> Extrait proposé
Je peux par contre dater très précisément le moment où l’écriture poétique est venue à moi. C’était en avril 2011, c’est-à-dire dans une période charnière de mon parcours professionnel où je faisais le choix de quitter le monde de la recherche scientifique pour me consacrer entièrement à une pratique clinique.
Sans savoir ce que je faisais j’ai commencé à poser des mots sur le blog d’une amie photographe. Chaque jour. Sans chercher à comprendre. Dans un état de douce euphorie et d’étonnement, dont je n’ai compris après-coup qu’il était de ceux qui caractérisent une vraie rencontre.
Dans cette même période je faisais la connaissance d’Angèle Paoli, quelque part sur la côte ouest du Cap Corse. Celle que je considère aujourd’hui comme ma Marraine en poésie m’encourage dans mes premiers pas d’écriture. A son invitation je fais la connaissance de Dominique Sorrente et j’intègre Le Scriptorium, pour un compagnonnage très fécond qui se poursuit jusqu’à aujourd’hui.
Plusieurs années auparavant avait eu lieu ma rencontre avec la psychanalyse et une longue fréquentation, côté divan, puis côté fauteuil. Qui l’a vécu sait combien c’est une expérience forte que de se laisser surprendre par ce que l’on dit, de faire l’expérience que les mots nous précédent. A cet égard je rejoins ici pleinement Caroline Sagot-Duvauroux qui indique qu’en poésie comme en amour il s’agit d’oublier la connaissance et de retrouver une innocence proche de l’ignorance afin que quelque chose que l’on n’attendait pas puisse éclore.

> Consigne 1
Relevez toutes les lignes des enregistrements où figure le mot « leaf », en tenant compte de la casse.
L'extrait et les enregistrements sont deux documents sans lien entre eux.

> Données de l'exercice
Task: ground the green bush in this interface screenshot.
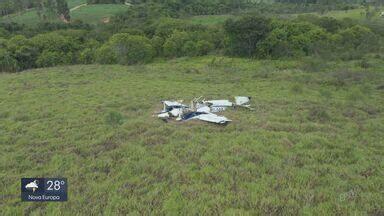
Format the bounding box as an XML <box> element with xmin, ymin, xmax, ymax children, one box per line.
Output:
<box><xmin>340</xmin><ymin>25</ymin><xmax>377</xmax><ymax>49</ymax></box>
<box><xmin>79</xmin><ymin>48</ymin><xmax>96</xmax><ymax>64</ymax></box>
<box><xmin>95</xmin><ymin>44</ymin><xmax>117</xmax><ymax>64</ymax></box>
<box><xmin>103</xmin><ymin>33</ymin><xmax>155</xmax><ymax>65</ymax></box>
<box><xmin>196</xmin><ymin>40</ymin><xmax>214</xmax><ymax>55</ymax></box>
<box><xmin>151</xmin><ymin>36</ymin><xmax>164</xmax><ymax>56</ymax></box>
<box><xmin>182</xmin><ymin>41</ymin><xmax>199</xmax><ymax>57</ymax></box>
<box><xmin>0</xmin><ymin>49</ymin><xmax>19</xmax><ymax>72</ymax></box>
<box><xmin>224</xmin><ymin>16</ymin><xmax>272</xmax><ymax>57</ymax></box>
<box><xmin>36</xmin><ymin>50</ymin><xmax>63</xmax><ymax>67</ymax></box>
<box><xmin>163</xmin><ymin>31</ymin><xmax>190</xmax><ymax>57</ymax></box>
<box><xmin>7</xmin><ymin>35</ymin><xmax>38</xmax><ymax>70</ymax></box>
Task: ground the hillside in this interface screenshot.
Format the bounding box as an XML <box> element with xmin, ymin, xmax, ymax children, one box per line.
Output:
<box><xmin>0</xmin><ymin>0</ymin><xmax>129</xmax><ymax>26</ymax></box>
<box><xmin>0</xmin><ymin>56</ymin><xmax>384</xmax><ymax>215</ymax></box>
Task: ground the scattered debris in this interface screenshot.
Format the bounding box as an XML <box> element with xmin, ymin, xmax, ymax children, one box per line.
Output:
<box><xmin>157</xmin><ymin>96</ymin><xmax>253</xmax><ymax>125</ymax></box>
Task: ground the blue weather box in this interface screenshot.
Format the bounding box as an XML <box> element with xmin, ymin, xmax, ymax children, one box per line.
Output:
<box><xmin>21</xmin><ymin>178</ymin><xmax>68</xmax><ymax>202</ymax></box>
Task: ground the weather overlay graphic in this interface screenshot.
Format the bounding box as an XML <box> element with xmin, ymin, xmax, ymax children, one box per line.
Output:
<box><xmin>21</xmin><ymin>178</ymin><xmax>68</xmax><ymax>202</ymax></box>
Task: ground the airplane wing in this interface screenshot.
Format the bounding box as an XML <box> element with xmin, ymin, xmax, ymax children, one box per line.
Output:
<box><xmin>193</xmin><ymin>113</ymin><xmax>231</xmax><ymax>124</ymax></box>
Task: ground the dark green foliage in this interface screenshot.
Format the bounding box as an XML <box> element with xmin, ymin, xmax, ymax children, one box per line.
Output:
<box><xmin>0</xmin><ymin>48</ymin><xmax>19</xmax><ymax>72</ymax></box>
<box><xmin>181</xmin><ymin>41</ymin><xmax>199</xmax><ymax>56</ymax></box>
<box><xmin>7</xmin><ymin>35</ymin><xmax>38</xmax><ymax>70</ymax></box>
<box><xmin>224</xmin><ymin>16</ymin><xmax>271</xmax><ymax>57</ymax></box>
<box><xmin>87</xmin><ymin>0</ymin><xmax>125</xmax><ymax>4</ymax></box>
<box><xmin>107</xmin><ymin>33</ymin><xmax>155</xmax><ymax>65</ymax></box>
<box><xmin>95</xmin><ymin>44</ymin><xmax>117</xmax><ymax>64</ymax></box>
<box><xmin>56</xmin><ymin>0</ymin><xmax>71</xmax><ymax>22</ymax></box>
<box><xmin>36</xmin><ymin>50</ymin><xmax>66</xmax><ymax>67</ymax></box>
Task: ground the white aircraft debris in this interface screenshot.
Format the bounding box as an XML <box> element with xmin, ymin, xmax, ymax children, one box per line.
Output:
<box><xmin>157</xmin><ymin>96</ymin><xmax>253</xmax><ymax>124</ymax></box>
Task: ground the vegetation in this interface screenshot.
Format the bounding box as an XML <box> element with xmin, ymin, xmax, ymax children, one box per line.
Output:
<box><xmin>0</xmin><ymin>0</ymin><xmax>384</xmax><ymax>215</ymax></box>
<box><xmin>0</xmin><ymin>56</ymin><xmax>384</xmax><ymax>215</ymax></box>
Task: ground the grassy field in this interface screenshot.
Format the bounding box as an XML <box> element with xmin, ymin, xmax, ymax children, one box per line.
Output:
<box><xmin>67</xmin><ymin>0</ymin><xmax>87</xmax><ymax>8</ymax></box>
<box><xmin>0</xmin><ymin>56</ymin><xmax>384</xmax><ymax>215</ymax></box>
<box><xmin>0</xmin><ymin>1</ymin><xmax>129</xmax><ymax>26</ymax></box>
<box><xmin>71</xmin><ymin>4</ymin><xmax>129</xmax><ymax>24</ymax></box>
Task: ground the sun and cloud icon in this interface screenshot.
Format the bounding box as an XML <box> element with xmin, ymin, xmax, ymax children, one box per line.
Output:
<box><xmin>25</xmin><ymin>180</ymin><xmax>39</xmax><ymax>192</ymax></box>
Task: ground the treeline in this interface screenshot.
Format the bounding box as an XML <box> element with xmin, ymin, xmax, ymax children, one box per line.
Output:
<box><xmin>0</xmin><ymin>15</ymin><xmax>382</xmax><ymax>71</ymax></box>
<box><xmin>0</xmin><ymin>0</ymin><xmax>70</xmax><ymax>21</ymax></box>
<box><xmin>87</xmin><ymin>0</ymin><xmax>125</xmax><ymax>4</ymax></box>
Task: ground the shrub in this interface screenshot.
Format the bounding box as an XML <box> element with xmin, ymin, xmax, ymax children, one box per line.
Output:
<box><xmin>182</xmin><ymin>41</ymin><xmax>199</xmax><ymax>57</ymax></box>
<box><xmin>151</xmin><ymin>36</ymin><xmax>164</xmax><ymax>55</ymax></box>
<box><xmin>340</xmin><ymin>25</ymin><xmax>377</xmax><ymax>49</ymax></box>
<box><xmin>7</xmin><ymin>35</ymin><xmax>38</xmax><ymax>70</ymax></box>
<box><xmin>163</xmin><ymin>40</ymin><xmax>178</xmax><ymax>57</ymax></box>
<box><xmin>163</xmin><ymin>31</ymin><xmax>190</xmax><ymax>57</ymax></box>
<box><xmin>79</xmin><ymin>48</ymin><xmax>96</xmax><ymax>64</ymax></box>
<box><xmin>196</xmin><ymin>40</ymin><xmax>214</xmax><ymax>55</ymax></box>
<box><xmin>0</xmin><ymin>49</ymin><xmax>19</xmax><ymax>72</ymax></box>
<box><xmin>224</xmin><ymin>16</ymin><xmax>271</xmax><ymax>57</ymax></box>
<box><xmin>36</xmin><ymin>50</ymin><xmax>63</xmax><ymax>67</ymax></box>
<box><xmin>106</xmin><ymin>33</ymin><xmax>155</xmax><ymax>65</ymax></box>
<box><xmin>95</xmin><ymin>44</ymin><xmax>117</xmax><ymax>64</ymax></box>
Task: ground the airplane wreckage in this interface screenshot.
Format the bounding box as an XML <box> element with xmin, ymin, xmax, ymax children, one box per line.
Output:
<box><xmin>157</xmin><ymin>96</ymin><xmax>253</xmax><ymax>125</ymax></box>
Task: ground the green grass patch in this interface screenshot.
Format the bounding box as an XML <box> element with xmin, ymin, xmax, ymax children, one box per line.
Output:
<box><xmin>67</xmin><ymin>0</ymin><xmax>87</xmax><ymax>8</ymax></box>
<box><xmin>0</xmin><ymin>4</ymin><xmax>129</xmax><ymax>25</ymax></box>
<box><xmin>0</xmin><ymin>56</ymin><xmax>384</xmax><ymax>215</ymax></box>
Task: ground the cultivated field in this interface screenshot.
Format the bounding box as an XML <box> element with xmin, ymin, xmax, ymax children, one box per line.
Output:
<box><xmin>0</xmin><ymin>56</ymin><xmax>384</xmax><ymax>215</ymax></box>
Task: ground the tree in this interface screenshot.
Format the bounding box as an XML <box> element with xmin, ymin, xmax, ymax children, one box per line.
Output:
<box><xmin>103</xmin><ymin>33</ymin><xmax>155</xmax><ymax>65</ymax></box>
<box><xmin>224</xmin><ymin>16</ymin><xmax>271</xmax><ymax>57</ymax></box>
<box><xmin>0</xmin><ymin>49</ymin><xmax>19</xmax><ymax>72</ymax></box>
<box><xmin>56</xmin><ymin>0</ymin><xmax>71</xmax><ymax>22</ymax></box>
<box><xmin>7</xmin><ymin>35</ymin><xmax>38</xmax><ymax>70</ymax></box>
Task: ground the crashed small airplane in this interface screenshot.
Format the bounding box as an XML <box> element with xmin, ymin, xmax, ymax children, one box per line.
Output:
<box><xmin>157</xmin><ymin>96</ymin><xmax>253</xmax><ymax>125</ymax></box>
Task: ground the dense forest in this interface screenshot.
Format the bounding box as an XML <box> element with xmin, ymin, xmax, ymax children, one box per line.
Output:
<box><xmin>0</xmin><ymin>0</ymin><xmax>384</xmax><ymax>71</ymax></box>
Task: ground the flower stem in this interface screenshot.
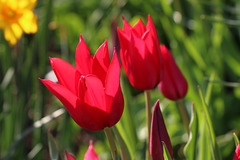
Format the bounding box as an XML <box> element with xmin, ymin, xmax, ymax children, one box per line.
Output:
<box><xmin>144</xmin><ymin>90</ymin><xmax>152</xmax><ymax>160</ymax></box>
<box><xmin>104</xmin><ymin>127</ymin><xmax>117</xmax><ymax>159</ymax></box>
<box><xmin>177</xmin><ymin>100</ymin><xmax>189</xmax><ymax>135</ymax></box>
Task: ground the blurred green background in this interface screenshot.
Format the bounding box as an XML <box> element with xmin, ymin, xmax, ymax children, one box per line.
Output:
<box><xmin>0</xmin><ymin>0</ymin><xmax>240</xmax><ymax>160</ymax></box>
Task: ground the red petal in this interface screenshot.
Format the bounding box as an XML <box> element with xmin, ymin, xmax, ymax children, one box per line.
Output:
<box><xmin>159</xmin><ymin>45</ymin><xmax>188</xmax><ymax>100</ymax></box>
<box><xmin>120</xmin><ymin>31</ymin><xmax>160</xmax><ymax>90</ymax></box>
<box><xmin>40</xmin><ymin>79</ymin><xmax>78</xmax><ymax>110</ymax></box>
<box><xmin>65</xmin><ymin>151</ymin><xmax>76</xmax><ymax>160</ymax></box>
<box><xmin>233</xmin><ymin>144</ymin><xmax>240</xmax><ymax>160</ymax></box>
<box><xmin>75</xmin><ymin>35</ymin><xmax>93</xmax><ymax>75</ymax></box>
<box><xmin>84</xmin><ymin>141</ymin><xmax>100</xmax><ymax>160</ymax></box>
<box><xmin>133</xmin><ymin>19</ymin><xmax>146</xmax><ymax>38</ymax></box>
<box><xmin>122</xmin><ymin>16</ymin><xmax>132</xmax><ymax>35</ymax></box>
<box><xmin>92</xmin><ymin>41</ymin><xmax>110</xmax><ymax>84</ymax></box>
<box><xmin>150</xmin><ymin>100</ymin><xmax>173</xmax><ymax>160</ymax></box>
<box><xmin>79</xmin><ymin>75</ymin><xmax>106</xmax><ymax>111</ymax></box>
<box><xmin>49</xmin><ymin>58</ymin><xmax>80</xmax><ymax>94</ymax></box>
<box><xmin>105</xmin><ymin>50</ymin><xmax>124</xmax><ymax>127</ymax></box>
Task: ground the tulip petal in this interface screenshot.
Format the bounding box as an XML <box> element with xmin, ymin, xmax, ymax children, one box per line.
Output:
<box><xmin>133</xmin><ymin>19</ymin><xmax>146</xmax><ymax>38</ymax></box>
<box><xmin>105</xmin><ymin>50</ymin><xmax>124</xmax><ymax>126</ymax></box>
<box><xmin>75</xmin><ymin>35</ymin><xmax>93</xmax><ymax>75</ymax></box>
<box><xmin>49</xmin><ymin>58</ymin><xmax>80</xmax><ymax>94</ymax></box>
<box><xmin>122</xmin><ymin>16</ymin><xmax>132</xmax><ymax>35</ymax></box>
<box><xmin>150</xmin><ymin>100</ymin><xmax>173</xmax><ymax>160</ymax></box>
<box><xmin>92</xmin><ymin>41</ymin><xmax>110</xmax><ymax>84</ymax></box>
<box><xmin>84</xmin><ymin>141</ymin><xmax>100</xmax><ymax>160</ymax></box>
<box><xmin>79</xmin><ymin>75</ymin><xmax>106</xmax><ymax>111</ymax></box>
<box><xmin>159</xmin><ymin>45</ymin><xmax>188</xmax><ymax>100</ymax></box>
<box><xmin>65</xmin><ymin>151</ymin><xmax>76</xmax><ymax>160</ymax></box>
<box><xmin>40</xmin><ymin>79</ymin><xmax>109</xmax><ymax>131</ymax></box>
<box><xmin>233</xmin><ymin>144</ymin><xmax>240</xmax><ymax>160</ymax></box>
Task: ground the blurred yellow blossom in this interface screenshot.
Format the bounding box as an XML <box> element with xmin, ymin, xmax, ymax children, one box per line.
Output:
<box><xmin>0</xmin><ymin>0</ymin><xmax>38</xmax><ymax>45</ymax></box>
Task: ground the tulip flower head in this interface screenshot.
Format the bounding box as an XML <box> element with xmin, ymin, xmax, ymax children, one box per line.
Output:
<box><xmin>40</xmin><ymin>35</ymin><xmax>124</xmax><ymax>131</ymax></box>
<box><xmin>150</xmin><ymin>100</ymin><xmax>173</xmax><ymax>160</ymax></box>
<box><xmin>158</xmin><ymin>45</ymin><xmax>188</xmax><ymax>101</ymax></box>
<box><xmin>65</xmin><ymin>141</ymin><xmax>100</xmax><ymax>160</ymax></box>
<box><xmin>65</xmin><ymin>151</ymin><xmax>76</xmax><ymax>160</ymax></box>
<box><xmin>0</xmin><ymin>0</ymin><xmax>38</xmax><ymax>45</ymax></box>
<box><xmin>117</xmin><ymin>16</ymin><xmax>163</xmax><ymax>90</ymax></box>
<box><xmin>84</xmin><ymin>141</ymin><xmax>100</xmax><ymax>160</ymax></box>
<box><xmin>233</xmin><ymin>144</ymin><xmax>240</xmax><ymax>160</ymax></box>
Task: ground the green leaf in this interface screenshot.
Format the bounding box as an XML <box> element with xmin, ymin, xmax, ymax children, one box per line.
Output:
<box><xmin>197</xmin><ymin>120</ymin><xmax>213</xmax><ymax>160</ymax></box>
<box><xmin>162</xmin><ymin>141</ymin><xmax>172</xmax><ymax>160</ymax></box>
<box><xmin>184</xmin><ymin>105</ymin><xmax>198</xmax><ymax>160</ymax></box>
<box><xmin>198</xmin><ymin>87</ymin><xmax>221</xmax><ymax>160</ymax></box>
<box><xmin>112</xmin><ymin>126</ymin><xmax>131</xmax><ymax>160</ymax></box>
<box><xmin>233</xmin><ymin>132</ymin><xmax>239</xmax><ymax>147</ymax></box>
<box><xmin>48</xmin><ymin>131</ymin><xmax>58</xmax><ymax>160</ymax></box>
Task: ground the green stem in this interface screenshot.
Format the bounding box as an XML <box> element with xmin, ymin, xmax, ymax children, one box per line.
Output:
<box><xmin>177</xmin><ymin>100</ymin><xmax>189</xmax><ymax>135</ymax></box>
<box><xmin>144</xmin><ymin>90</ymin><xmax>152</xmax><ymax>160</ymax></box>
<box><xmin>104</xmin><ymin>127</ymin><xmax>117</xmax><ymax>159</ymax></box>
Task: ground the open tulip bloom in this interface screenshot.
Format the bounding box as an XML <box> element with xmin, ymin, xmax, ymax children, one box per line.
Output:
<box><xmin>158</xmin><ymin>45</ymin><xmax>188</xmax><ymax>101</ymax></box>
<box><xmin>117</xmin><ymin>15</ymin><xmax>163</xmax><ymax>90</ymax></box>
<box><xmin>40</xmin><ymin>35</ymin><xmax>124</xmax><ymax>131</ymax></box>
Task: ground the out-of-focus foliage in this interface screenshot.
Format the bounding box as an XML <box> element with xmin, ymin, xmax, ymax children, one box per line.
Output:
<box><xmin>0</xmin><ymin>0</ymin><xmax>240</xmax><ymax>160</ymax></box>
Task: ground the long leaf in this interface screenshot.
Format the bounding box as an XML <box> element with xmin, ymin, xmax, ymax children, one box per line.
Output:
<box><xmin>198</xmin><ymin>87</ymin><xmax>221</xmax><ymax>160</ymax></box>
<box><xmin>184</xmin><ymin>105</ymin><xmax>198</xmax><ymax>160</ymax></box>
<box><xmin>48</xmin><ymin>131</ymin><xmax>58</xmax><ymax>160</ymax></box>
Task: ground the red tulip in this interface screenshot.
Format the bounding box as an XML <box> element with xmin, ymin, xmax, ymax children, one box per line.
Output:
<box><xmin>84</xmin><ymin>141</ymin><xmax>100</xmax><ymax>160</ymax></box>
<box><xmin>158</xmin><ymin>45</ymin><xmax>188</xmax><ymax>101</ymax></box>
<box><xmin>233</xmin><ymin>144</ymin><xmax>240</xmax><ymax>160</ymax></box>
<box><xmin>150</xmin><ymin>100</ymin><xmax>173</xmax><ymax>160</ymax></box>
<box><xmin>40</xmin><ymin>35</ymin><xmax>124</xmax><ymax>131</ymax></box>
<box><xmin>65</xmin><ymin>141</ymin><xmax>100</xmax><ymax>160</ymax></box>
<box><xmin>117</xmin><ymin>16</ymin><xmax>163</xmax><ymax>90</ymax></box>
<box><xmin>65</xmin><ymin>151</ymin><xmax>76</xmax><ymax>160</ymax></box>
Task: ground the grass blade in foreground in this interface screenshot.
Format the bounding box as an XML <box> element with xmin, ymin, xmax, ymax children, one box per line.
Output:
<box><xmin>184</xmin><ymin>104</ymin><xmax>198</xmax><ymax>160</ymax></box>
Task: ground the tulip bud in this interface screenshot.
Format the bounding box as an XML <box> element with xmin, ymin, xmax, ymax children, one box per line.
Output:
<box><xmin>40</xmin><ymin>36</ymin><xmax>124</xmax><ymax>131</ymax></box>
<box><xmin>84</xmin><ymin>141</ymin><xmax>100</xmax><ymax>160</ymax></box>
<box><xmin>150</xmin><ymin>100</ymin><xmax>173</xmax><ymax>160</ymax></box>
<box><xmin>158</xmin><ymin>45</ymin><xmax>188</xmax><ymax>101</ymax></box>
<box><xmin>65</xmin><ymin>151</ymin><xmax>76</xmax><ymax>160</ymax></box>
<box><xmin>117</xmin><ymin>16</ymin><xmax>163</xmax><ymax>90</ymax></box>
<box><xmin>233</xmin><ymin>144</ymin><xmax>240</xmax><ymax>160</ymax></box>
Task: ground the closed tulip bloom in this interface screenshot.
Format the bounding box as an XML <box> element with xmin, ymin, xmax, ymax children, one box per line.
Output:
<box><xmin>117</xmin><ymin>16</ymin><xmax>163</xmax><ymax>90</ymax></box>
<box><xmin>84</xmin><ymin>141</ymin><xmax>100</xmax><ymax>160</ymax></box>
<box><xmin>65</xmin><ymin>141</ymin><xmax>100</xmax><ymax>160</ymax></box>
<box><xmin>233</xmin><ymin>144</ymin><xmax>240</xmax><ymax>160</ymax></box>
<box><xmin>158</xmin><ymin>45</ymin><xmax>188</xmax><ymax>101</ymax></box>
<box><xmin>150</xmin><ymin>100</ymin><xmax>173</xmax><ymax>160</ymax></box>
<box><xmin>65</xmin><ymin>151</ymin><xmax>76</xmax><ymax>160</ymax></box>
<box><xmin>40</xmin><ymin>35</ymin><xmax>124</xmax><ymax>131</ymax></box>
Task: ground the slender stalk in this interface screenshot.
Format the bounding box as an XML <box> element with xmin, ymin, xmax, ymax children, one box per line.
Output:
<box><xmin>104</xmin><ymin>127</ymin><xmax>117</xmax><ymax>159</ymax></box>
<box><xmin>144</xmin><ymin>90</ymin><xmax>152</xmax><ymax>160</ymax></box>
<box><xmin>177</xmin><ymin>100</ymin><xmax>189</xmax><ymax>135</ymax></box>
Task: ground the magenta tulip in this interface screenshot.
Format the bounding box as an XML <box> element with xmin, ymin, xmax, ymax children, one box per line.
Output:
<box><xmin>84</xmin><ymin>141</ymin><xmax>100</xmax><ymax>160</ymax></box>
<box><xmin>65</xmin><ymin>151</ymin><xmax>76</xmax><ymax>160</ymax></box>
<box><xmin>150</xmin><ymin>100</ymin><xmax>173</xmax><ymax>160</ymax></box>
<box><xmin>65</xmin><ymin>141</ymin><xmax>100</xmax><ymax>160</ymax></box>
<box><xmin>233</xmin><ymin>144</ymin><xmax>240</xmax><ymax>160</ymax></box>
<box><xmin>158</xmin><ymin>45</ymin><xmax>188</xmax><ymax>101</ymax></box>
<box><xmin>117</xmin><ymin>16</ymin><xmax>163</xmax><ymax>90</ymax></box>
<box><xmin>40</xmin><ymin>35</ymin><xmax>124</xmax><ymax>131</ymax></box>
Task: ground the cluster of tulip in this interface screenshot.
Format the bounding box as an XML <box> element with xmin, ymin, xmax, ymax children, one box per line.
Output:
<box><xmin>40</xmin><ymin>16</ymin><xmax>239</xmax><ymax>160</ymax></box>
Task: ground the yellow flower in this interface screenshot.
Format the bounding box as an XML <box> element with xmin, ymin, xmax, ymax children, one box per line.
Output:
<box><xmin>0</xmin><ymin>0</ymin><xmax>38</xmax><ymax>45</ymax></box>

> Consigne 2
Réécrivez le passage de l'extrait qui s'ouvre sur les mots contenant « Je peux par » et se clôt sur « une vraie rencontre. », en y substituant « joie » à « euphorie ».

> Réponse attendue 1
Task: ground the green leaf in this interface screenshot.
Task: ground the long leaf in this interface screenshot.

> Réponse attendue 2
Je peux par contre dater très précisément le moment où l’écriture poétique est venue à moi. C’était en avril 2011, c’est-à-dire dans une période charnière de mon parcours professionnel où je faisais le choix de quitter le monde de la recherche scientifique pour me consacrer entièrement à une pratique clinique.
Sans savoir ce que je faisais j’ai commencé à poser des mots sur le blog d’une amie photographe. Chaque jour. Sans chercher à comprendre. Dans un état de douce joie et d’étonnement, dont je n’ai compris après-coup qu’il était de ceux qui caractérisent une vraie rencontre.